About this task:
In the passage on ghost students, which bill does California's legislature pass?

Text section:
══════

In the ever-expanding world of cybercrime, there is one thing that has started to impact colleges and hurting people’s prospects. Hackers have found a way to use college admissions to siphon money to their own interests and it hurts everyone involved, from the school admissions to the schools themselves and even the government funding them.
These “ghost students,” as they are called, are hackers’ way of stealing school funds from both the state and the federal government. During enrollment times, these hackers either set up fake IDs or use stolen ids to register for classes, eating up spots that legitimate students would have otherwise taken the slots. Then they apply for the various scholarships from both the state government and the federal government. Once the moneys in their pockets, they just up and leave, preparing to do more damage to various other schools.
It is a problem in many states, but California is where it is the most prominent. This comes from how easy the state had made it for people to get into colleges. As a result of the mass number of undocumented immigrants into the state, especially from Mexico and other Latin American nations, California’s legislature passed state bill 540. With an appropriate degree and established residency in the state, the state would help cover the costs of paying for their tuition, even lowering the requirements to need your Social Security Number, something that most domestic students need when they sign up for classes or college.(1)

══════

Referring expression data
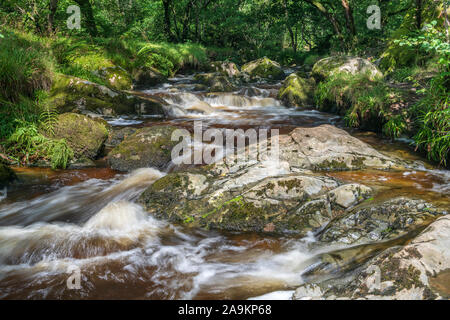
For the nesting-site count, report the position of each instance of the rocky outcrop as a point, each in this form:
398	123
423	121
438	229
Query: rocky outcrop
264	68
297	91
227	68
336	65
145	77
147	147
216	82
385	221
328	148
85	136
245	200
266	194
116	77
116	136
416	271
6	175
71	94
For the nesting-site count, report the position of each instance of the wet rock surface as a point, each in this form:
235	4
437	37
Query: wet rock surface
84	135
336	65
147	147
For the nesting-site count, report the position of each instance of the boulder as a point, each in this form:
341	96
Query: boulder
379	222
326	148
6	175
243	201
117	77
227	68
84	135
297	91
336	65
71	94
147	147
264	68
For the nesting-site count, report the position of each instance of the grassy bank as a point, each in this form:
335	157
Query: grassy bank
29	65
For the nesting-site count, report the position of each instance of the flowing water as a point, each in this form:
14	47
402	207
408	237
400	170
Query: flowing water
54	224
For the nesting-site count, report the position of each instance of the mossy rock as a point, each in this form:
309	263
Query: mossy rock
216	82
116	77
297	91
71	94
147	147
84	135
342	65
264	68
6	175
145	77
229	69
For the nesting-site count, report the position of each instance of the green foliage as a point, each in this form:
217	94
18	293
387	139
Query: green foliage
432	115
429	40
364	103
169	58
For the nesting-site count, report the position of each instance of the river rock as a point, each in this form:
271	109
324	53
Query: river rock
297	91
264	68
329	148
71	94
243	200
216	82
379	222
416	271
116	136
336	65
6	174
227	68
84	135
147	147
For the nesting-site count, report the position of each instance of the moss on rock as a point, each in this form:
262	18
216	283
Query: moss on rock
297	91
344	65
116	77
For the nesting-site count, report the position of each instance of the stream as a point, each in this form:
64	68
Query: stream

══════

Result for this task:
State bill 540.